Passage:
◇ ◇ ◇ ◇ ◇ ◇ ◇

I sense this question is pretty elementary, but maybe someone can point me in th...

dragontamer · on Aug 28, 2020

CPUs run Tomasulos algorithm ( https://en.m.wikipedia.org/wiki/Tomasulo_algorithm ). Then the outputs of Tomasulos algorithm allows for out of order execution across multiple execution units.

Note that Intel chips have many (at least 10) execution units, and AMD also has 10. You need to split instructions to the different pipelines for efficient execution. I forget exactly how much... but far more than one pipeline in any case.

If pipeline0 is busy doing a divide, run additions in Pipeline5. Tomasulos algorithm converts typical assembly language into this multi-pipeline form. It also keeps track of which pipelines are busy, and finally puts things back together in the right order when done. (Division can take 80 clock cycles, while addition takes 1. You gotta stall the results of the addition instruction until after division is complete. If division came first in the machine code)

Waterluvian · on Aug 28, 2020

Thanks for this. I had no idea what to search for but this is a good start.

I guess it's unsurprising to find that even at the single cpu core level, there's another layer of parallelism. And that will of course complicate things further.

◇ ◇ ◇ ◇ ◇ ◇ ◇

Data records:
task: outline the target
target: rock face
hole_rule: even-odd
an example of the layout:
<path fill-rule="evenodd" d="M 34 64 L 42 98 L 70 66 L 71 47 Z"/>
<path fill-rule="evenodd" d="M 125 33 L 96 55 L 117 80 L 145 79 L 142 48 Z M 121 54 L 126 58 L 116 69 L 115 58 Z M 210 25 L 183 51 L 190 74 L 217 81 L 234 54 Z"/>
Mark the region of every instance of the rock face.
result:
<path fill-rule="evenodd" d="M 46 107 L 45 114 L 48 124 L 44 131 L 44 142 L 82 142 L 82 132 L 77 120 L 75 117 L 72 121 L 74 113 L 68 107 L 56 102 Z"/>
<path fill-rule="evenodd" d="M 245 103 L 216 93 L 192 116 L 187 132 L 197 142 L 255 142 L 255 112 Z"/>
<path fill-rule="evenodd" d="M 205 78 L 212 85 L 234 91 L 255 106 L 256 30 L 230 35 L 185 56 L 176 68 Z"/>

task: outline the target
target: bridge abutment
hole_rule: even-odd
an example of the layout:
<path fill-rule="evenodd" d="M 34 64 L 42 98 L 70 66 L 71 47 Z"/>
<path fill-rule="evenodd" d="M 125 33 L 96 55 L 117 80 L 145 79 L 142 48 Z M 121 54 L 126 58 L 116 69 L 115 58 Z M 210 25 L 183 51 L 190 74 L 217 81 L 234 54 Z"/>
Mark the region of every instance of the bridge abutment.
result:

◇ ◇ ◇ ◇ ◇ ◇ ◇

What is expected: In the thread on CPU execution, the sentences beginning "Tomasulos algorithm converts" and "It also keeps track" describe what Tomasulo's algorithm does. List every action they name. Nothing in the data is needed for this work.

Expected output:
- Converts typical assembly language into a multi-pipeline form
- Keeps track of which pipelines are busy
- Puts things back together in the right order when done